> _Exercise_:
Output the line that contains "the wooden armchair" and every line after it to the end of the entries, with nothing added or left out.

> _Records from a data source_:

┏━━

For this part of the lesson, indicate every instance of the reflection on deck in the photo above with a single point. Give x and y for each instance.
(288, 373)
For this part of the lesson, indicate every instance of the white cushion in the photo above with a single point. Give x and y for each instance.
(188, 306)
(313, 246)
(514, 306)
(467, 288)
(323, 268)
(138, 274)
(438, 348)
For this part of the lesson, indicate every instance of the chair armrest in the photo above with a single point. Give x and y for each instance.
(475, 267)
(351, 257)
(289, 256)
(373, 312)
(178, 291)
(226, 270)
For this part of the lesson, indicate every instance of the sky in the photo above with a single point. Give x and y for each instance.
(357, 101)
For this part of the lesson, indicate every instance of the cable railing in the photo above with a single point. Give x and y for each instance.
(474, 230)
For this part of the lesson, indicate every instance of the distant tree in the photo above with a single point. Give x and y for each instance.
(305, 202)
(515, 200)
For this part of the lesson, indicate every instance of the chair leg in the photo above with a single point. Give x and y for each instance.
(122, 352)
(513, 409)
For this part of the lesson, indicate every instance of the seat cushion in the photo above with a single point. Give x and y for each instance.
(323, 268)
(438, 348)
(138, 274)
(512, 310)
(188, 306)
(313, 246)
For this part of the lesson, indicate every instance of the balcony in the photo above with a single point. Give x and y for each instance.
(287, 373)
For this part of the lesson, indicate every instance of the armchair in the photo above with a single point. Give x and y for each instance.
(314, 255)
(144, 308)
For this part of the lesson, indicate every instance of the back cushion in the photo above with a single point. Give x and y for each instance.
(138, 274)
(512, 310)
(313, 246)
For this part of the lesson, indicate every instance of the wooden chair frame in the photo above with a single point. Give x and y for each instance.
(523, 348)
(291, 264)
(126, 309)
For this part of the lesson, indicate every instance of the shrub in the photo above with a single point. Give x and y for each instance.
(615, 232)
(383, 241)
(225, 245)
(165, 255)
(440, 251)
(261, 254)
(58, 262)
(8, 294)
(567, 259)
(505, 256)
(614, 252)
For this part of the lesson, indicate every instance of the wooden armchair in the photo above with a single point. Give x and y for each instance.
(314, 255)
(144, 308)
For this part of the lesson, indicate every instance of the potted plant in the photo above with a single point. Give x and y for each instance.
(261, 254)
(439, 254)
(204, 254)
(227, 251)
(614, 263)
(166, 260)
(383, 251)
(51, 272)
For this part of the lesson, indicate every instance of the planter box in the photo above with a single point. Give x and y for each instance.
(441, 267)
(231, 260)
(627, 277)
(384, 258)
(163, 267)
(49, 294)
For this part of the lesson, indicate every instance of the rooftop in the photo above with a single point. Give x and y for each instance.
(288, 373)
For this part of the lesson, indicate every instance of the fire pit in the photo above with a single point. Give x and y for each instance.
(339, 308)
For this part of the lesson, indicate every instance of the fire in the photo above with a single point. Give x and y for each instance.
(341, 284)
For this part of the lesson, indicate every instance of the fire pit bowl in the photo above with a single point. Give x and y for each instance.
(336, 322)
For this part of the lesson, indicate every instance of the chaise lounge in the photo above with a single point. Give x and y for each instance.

┗━━

> _Answer to the problem_:
For this part of the lesson, indicate every instance of the wooden armchair in the photo above with a single point. Give x and y for each instance.
(314, 255)
(144, 308)
For this part of the lesson, indicate every instance of the potted plant in the photo above with a single point. Give x and y for each instance.
(261, 254)
(439, 254)
(204, 254)
(227, 251)
(614, 263)
(166, 260)
(383, 251)
(51, 272)
For this part of the lesson, indicate every instance of the planter box in the photo above with a single point. Give x and y for each instance.
(441, 267)
(231, 260)
(627, 277)
(384, 258)
(163, 267)
(49, 294)
For this part of the lesson, indicate every instance of the rooftop in the photo above with a single point. Give x and y for each instance.
(288, 373)
For this part of the lesson, indicate every instance of the fire pit in the photo above with a single point. Give x and y for each instance.
(339, 308)
For this part of the lesson, indicate every instance of the fire in the photo above with a single point. Give x and y for each instance.
(341, 284)
For this part of the lesson, indicate every instance of the fire pit bowl in the photo above with a single point. Give x and y for each instance.
(336, 322)
For this part of the lesson, indicate every instance of the chaise lounge in the photo above with a single point. Give x and y for each instance.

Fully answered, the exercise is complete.